Copy every entry word for word, but skip the pictures.
>>
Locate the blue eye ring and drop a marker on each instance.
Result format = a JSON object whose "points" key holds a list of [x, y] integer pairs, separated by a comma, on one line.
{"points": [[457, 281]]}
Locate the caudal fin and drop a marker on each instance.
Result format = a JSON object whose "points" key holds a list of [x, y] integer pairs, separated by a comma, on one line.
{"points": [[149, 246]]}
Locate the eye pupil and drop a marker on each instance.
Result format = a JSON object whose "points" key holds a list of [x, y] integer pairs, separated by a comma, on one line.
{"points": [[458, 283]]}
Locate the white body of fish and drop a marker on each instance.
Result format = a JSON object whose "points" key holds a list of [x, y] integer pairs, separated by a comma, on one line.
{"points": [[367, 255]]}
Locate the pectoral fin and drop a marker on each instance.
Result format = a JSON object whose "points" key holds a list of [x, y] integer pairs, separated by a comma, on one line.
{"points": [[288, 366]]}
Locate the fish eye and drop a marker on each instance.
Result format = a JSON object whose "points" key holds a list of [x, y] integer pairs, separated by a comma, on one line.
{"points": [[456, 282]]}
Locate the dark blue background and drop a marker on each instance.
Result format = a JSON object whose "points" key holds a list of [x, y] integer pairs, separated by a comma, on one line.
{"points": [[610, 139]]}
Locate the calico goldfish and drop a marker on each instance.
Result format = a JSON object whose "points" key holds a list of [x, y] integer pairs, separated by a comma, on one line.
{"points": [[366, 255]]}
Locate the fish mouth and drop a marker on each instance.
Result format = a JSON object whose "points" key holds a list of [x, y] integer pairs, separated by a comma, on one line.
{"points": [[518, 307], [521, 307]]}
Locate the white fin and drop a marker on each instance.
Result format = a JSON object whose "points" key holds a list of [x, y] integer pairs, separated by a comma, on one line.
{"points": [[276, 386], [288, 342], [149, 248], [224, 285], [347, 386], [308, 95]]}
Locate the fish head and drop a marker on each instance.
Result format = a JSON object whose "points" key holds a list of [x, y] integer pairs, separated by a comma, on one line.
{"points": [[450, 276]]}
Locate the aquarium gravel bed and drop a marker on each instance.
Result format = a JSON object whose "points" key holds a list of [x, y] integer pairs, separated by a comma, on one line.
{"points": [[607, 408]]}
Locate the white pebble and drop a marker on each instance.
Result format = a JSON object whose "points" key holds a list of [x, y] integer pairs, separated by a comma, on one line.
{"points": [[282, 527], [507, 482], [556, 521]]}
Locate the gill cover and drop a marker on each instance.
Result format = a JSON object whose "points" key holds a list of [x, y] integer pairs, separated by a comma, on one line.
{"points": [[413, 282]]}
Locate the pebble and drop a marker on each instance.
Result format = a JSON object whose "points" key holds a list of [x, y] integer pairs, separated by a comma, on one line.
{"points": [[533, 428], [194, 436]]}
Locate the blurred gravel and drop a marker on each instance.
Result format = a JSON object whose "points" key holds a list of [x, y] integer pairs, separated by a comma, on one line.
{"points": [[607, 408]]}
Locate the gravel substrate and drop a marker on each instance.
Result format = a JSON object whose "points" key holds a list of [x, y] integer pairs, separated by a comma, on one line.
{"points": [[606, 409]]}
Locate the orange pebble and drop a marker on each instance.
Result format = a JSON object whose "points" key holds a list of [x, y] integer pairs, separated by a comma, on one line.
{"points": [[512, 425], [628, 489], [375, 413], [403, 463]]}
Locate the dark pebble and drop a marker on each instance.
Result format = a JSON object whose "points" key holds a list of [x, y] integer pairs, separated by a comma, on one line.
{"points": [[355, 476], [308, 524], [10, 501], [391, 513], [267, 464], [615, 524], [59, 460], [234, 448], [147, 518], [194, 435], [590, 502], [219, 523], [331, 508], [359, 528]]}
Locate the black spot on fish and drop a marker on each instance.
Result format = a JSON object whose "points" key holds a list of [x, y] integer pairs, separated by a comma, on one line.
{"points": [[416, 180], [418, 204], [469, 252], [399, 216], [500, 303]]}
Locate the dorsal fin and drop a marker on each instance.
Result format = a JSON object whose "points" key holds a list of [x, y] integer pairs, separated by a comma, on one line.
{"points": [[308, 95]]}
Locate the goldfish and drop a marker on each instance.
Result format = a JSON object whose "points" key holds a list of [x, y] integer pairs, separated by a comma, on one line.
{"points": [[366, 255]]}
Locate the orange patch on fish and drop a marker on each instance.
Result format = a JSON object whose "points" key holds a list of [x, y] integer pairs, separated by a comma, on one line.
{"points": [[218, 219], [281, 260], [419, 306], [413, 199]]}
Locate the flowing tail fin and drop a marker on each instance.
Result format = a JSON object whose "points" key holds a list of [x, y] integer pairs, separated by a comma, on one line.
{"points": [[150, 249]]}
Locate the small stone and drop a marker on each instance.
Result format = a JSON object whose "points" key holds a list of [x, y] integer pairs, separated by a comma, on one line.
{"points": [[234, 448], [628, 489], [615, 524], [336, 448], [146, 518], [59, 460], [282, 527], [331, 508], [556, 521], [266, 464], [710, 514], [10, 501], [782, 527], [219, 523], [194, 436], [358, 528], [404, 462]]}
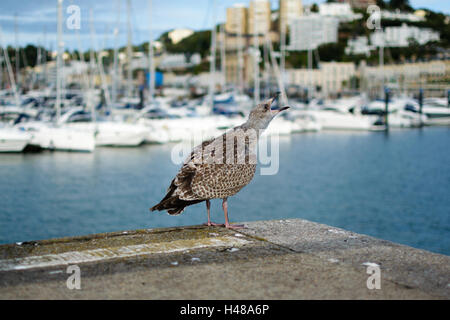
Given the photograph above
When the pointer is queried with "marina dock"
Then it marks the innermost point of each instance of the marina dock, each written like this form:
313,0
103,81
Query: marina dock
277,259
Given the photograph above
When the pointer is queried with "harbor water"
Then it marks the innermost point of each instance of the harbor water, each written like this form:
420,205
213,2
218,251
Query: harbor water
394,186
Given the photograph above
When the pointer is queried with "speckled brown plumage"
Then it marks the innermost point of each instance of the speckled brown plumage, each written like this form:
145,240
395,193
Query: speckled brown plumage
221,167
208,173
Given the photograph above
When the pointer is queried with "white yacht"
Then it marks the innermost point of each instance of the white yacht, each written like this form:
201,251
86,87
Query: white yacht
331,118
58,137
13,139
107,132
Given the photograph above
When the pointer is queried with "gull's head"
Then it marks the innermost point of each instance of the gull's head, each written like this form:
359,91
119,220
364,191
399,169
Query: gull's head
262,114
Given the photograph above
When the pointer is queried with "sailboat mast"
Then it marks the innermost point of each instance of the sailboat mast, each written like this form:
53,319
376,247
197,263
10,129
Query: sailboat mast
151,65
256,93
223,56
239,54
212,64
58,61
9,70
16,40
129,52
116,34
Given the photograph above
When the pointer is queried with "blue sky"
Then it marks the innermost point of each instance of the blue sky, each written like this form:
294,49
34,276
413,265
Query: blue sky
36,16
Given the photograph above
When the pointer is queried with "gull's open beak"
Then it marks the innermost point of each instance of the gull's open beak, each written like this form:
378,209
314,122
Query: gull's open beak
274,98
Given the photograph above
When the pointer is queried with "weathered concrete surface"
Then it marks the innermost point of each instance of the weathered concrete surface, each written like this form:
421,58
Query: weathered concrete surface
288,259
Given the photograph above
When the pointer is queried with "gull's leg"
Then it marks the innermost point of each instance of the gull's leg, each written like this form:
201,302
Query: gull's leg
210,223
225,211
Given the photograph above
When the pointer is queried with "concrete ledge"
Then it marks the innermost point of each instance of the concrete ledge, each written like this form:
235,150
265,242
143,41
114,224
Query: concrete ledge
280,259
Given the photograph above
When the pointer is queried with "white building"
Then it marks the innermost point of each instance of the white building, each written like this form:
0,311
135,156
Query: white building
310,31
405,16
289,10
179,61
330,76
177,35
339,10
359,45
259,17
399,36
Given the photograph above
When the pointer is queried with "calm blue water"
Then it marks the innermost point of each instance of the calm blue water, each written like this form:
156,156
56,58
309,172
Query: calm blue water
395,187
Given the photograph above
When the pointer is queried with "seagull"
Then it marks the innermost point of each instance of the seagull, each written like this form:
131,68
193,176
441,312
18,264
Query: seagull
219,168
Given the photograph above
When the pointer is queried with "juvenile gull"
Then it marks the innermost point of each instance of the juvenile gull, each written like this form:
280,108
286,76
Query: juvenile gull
<<
§ **THE RESULT**:
Locate the blue eye ring and drop a marker on each instance.
Result format = a JSON object whose "points" key holds a list of [x, y] integer pairs, separated by a comma, on one line.
{"points": [[457, 281]]}
Locate the caudal fin and drop a marker on each instance.
Result format = a JSON object whose "points" key holds a list of [x, y] integer pairs, separated by a comma, on one line.
{"points": [[149, 246]]}
Locate the eye pupil and drop a marker on each instance.
Result format = a JSON object whose "points" key holds a list of [x, y] integer pairs, separated by a comma, on one line.
{"points": [[458, 283]]}
Locate the white body of fish and drop a marker on each instance.
Result format = a JSON object whose "points" key holds a list of [x, y] integer pairs, separated by a comma, on one line.
{"points": [[367, 255]]}
Locate the pectoral fin and drop a marker on each instance.
Result format = a JSON object whose "points" key holds a list of [x, y] integer pairs, separated by a comma, on one line.
{"points": [[288, 366]]}
Locate the fish eye and drop a marker on each instance.
Result format = a JSON object whose "points" key holds a list of [x, y] integer pairs, separated by a comma, on one line.
{"points": [[456, 282]]}
Locate the dark blue background and drop a marker on each instance.
Result format = a JSON object whose "points" key holds a list of [x, y] integer pairs, separated by a comma, on one line.
{"points": [[610, 139]]}
Locate the calico goldfish and drop a marker on each instance.
Result format = a JSON object whose "points" key holds a list of [x, y] integer pairs, separated by a comma, on one line.
{"points": [[366, 255]]}
Locate the fish mouth and drop a marker on each instance.
Result format = a JSON object whose "points" key holds a list of [x, y] integer pairs, separated by a comma, on one line.
{"points": [[518, 307], [521, 307]]}
Locate the white fin and drop a marker on each instance.
Result format = a JSON object whose "points" key holds a list of [x, y] integer pairs, separated by a comma, on one line.
{"points": [[276, 386], [288, 342], [149, 248], [224, 285], [347, 386], [308, 95]]}
Locate the fish head and drop a marker on each instance.
Result format = a JSON object whose "points" key holds a list of [x, y] integer pairs, separated by a comma, on one line.
{"points": [[450, 276]]}
Locate the aquarium gravel bed and drop a marker on each instance.
Result format = a JSON object whose "points" key holds a list of [x, y] integer pairs, separated by a comma, on one line.
{"points": [[607, 408]]}
Locate the white pebble and drop a marker on each instance.
Result format = a JSON object whose "points" key holds a list of [x, y] integer pairs, separated by a comma, on one line.
{"points": [[282, 527], [507, 482], [556, 521]]}
Locate the gill cover and drop a marker on each instance.
Result format = a JSON object whose "points" key holds a list of [x, y] integer pairs, separated by a comma, on one line.
{"points": [[413, 282]]}
Locate the pebble and drop a marker on each instance.
Result format = a JSON object whose "points" key holds a list of [x, y] integer pairs, separated by a comma, on one line.
{"points": [[533, 428], [194, 436]]}
Locate the blurred gravel and drop a marker on each instance.
Result format = a JSON object whose "points" key holds a list of [x, y] integer pairs, separated by a comma, on one line.
{"points": [[607, 408]]}
Locate the gravel substrate and drop a marker on each instance.
Result format = a JSON object whose "points" key holds a list of [x, y] integer pairs, separated by a comma, on one line.
{"points": [[606, 409]]}
Locate the orange pebble and drop a marker on each instance.
Result format = a JSON object whose "points" key holds a list of [x, y] integer pairs, separated by a comma, on one line.
{"points": [[512, 425], [628, 489], [375, 413], [403, 463]]}
Locate the dark pebble and drop a marker on each instance.
Result format = a JSON object whose "points" key holds a list of [x, y] integer pairs, separated by a comma, on one line.
{"points": [[355, 476], [308, 524], [10, 501], [391, 513], [267, 464], [615, 524], [59, 460], [234, 448], [147, 518], [194, 435], [590, 502], [219, 523], [331, 508], [359, 528]]}
Locate the black spot on fish and drop a marker on each instance.
Result format = a JSON object whose "points" key holds a list of [x, y] integer pairs, separated by a comma, on one line.
{"points": [[416, 180], [418, 204], [469, 252], [399, 216], [500, 303]]}
Locate the dorsal fin and drop a marker on each instance.
Result format = a JSON object whose "points" key holds a list of [x, y] integer pairs, separated by a comma, on one line.
{"points": [[308, 95]]}
Locate the goldfish and drop a marker on each instance.
Result format = a JSON object whose "points" key holds a list of [x, y] integer pairs, separated by a comma, on one line.
{"points": [[366, 255]]}
Locate the orange patch on fish and drop a marker on each instance.
Result format = a JSON object whose "points" key holds a list of [x, y] integer pairs, separated by a comma, on one line.
{"points": [[218, 219], [281, 260], [419, 306], [413, 199]]}
Locate the flowing tail fin and drop a marker on each instance.
Result format = a JSON object whose "points" key holds a list of [x, y] integer pairs, separated by a comma, on one line.
{"points": [[150, 249]]}
Locate the small stone and drop a marker on each instance.
Result format = a JSON object whose "points" key holds a list of [x, y] integer pairs, separated by a comma, on one line.
{"points": [[234, 448], [628, 489], [615, 524], [336, 448], [146, 518], [59, 460], [282, 527], [331, 508], [556, 521], [266, 464], [710, 514], [10, 501], [782, 527], [219, 523], [194, 436], [358, 528], [404, 462]]}
Given the photograph above
When the pointer is queried with "marina dock"
Then it marks the innermost point of each instance of the marina dock, each written like this form:
313,0
103,81
Query: marina dock
277,259
Given the photograph above
When the pointer is queried with "harbor water"
Then it marks the innermost point of each instance of the harbor water, each written like this form:
420,205
213,2
218,251
Query: harbor water
394,186
Given the photograph above
When the pointer is queried with "speckled brown plumage"
Then it marks the innermost point of each instance of the speckled brown plumage, each written like this form:
145,240
395,193
Query: speckled brown plumage
221,167
208,173
Given the photograph above
When the pointer is queried with "white yacht"
Then it marks the innermost point of each instance of the white yacht, each written like this form:
201,251
86,87
Query: white yacht
331,118
58,137
13,139
107,132
Given the photograph above
When the pointer is queried with "gull's head"
Then it marks the innermost point of each instance of the gull's head, each written like this form:
359,91
119,220
364,191
399,169
Query: gull's head
262,114
Given the photograph above
When the pointer is queried with "sailboat mast"
Then it marks the innermost point of each instance of the sailboat mast, each written like this form:
53,319
376,247
197,263
10,129
Query: sailboat mast
151,65
256,93
223,56
239,54
212,64
58,61
9,70
16,40
129,52
116,34
Given the photograph above
When the pointer is queried with "blue sky"
Then it marks the innermost point of each instance of the blue sky, each written like this form:
294,49
34,276
413,265
Query: blue sky
36,16
Given the photograph above
When the pointer is queried with "gull's open beak"
Then it marks the innermost point of each instance of the gull's open beak, each written like this form:
378,209
314,122
Query: gull's open beak
274,98
Given the photograph above
When the pointer is queried with "weathered concrete surface"
Then it marks the innermost point of each instance of the weathered concrete surface, each written like this form:
421,58
Query: weathered concrete surface
288,259
Given the photograph above
When the pointer is queried with "gull's leg"
Then it marks the innermost point of each instance of the gull's leg, each written like this form:
201,302
Query: gull's leg
210,223
225,211
Given the photograph above
When the pointer is queried with "concrete ledge"
Then it marks the innermost point of each instance of the concrete ledge, each written like this form:
235,150
265,242
143,41
114,224
Query: concrete ledge
280,259
Given the photograph above
When the pointer is queried with "white building"
Then it marks the innermost point of each instance of the white building, each written like this form:
0,311
135,156
Query: white building
310,31
405,16
289,10
179,61
330,76
177,35
339,10
359,45
259,17
399,36
Given the photograph above
When the pointer is queried with "calm blue water"
Then it marks the innermost point of each instance of the calm blue water, each written like this form:
156,156
56,58
309,172
Query: calm blue water
395,187
Given the photograph above
When the pointer is queried with "seagull"
Then it marks the innermost point of each instance of the seagull, each written like this form:
131,68
193,176
441,312
18,264
Query: seagull
219,168
Given the photograph above
When the pointer is queried with "juvenile gull"
Then it marks the innermost point of each instance of the juvenile gull, each written like this form:
280,108
286,76
Query: juvenile gull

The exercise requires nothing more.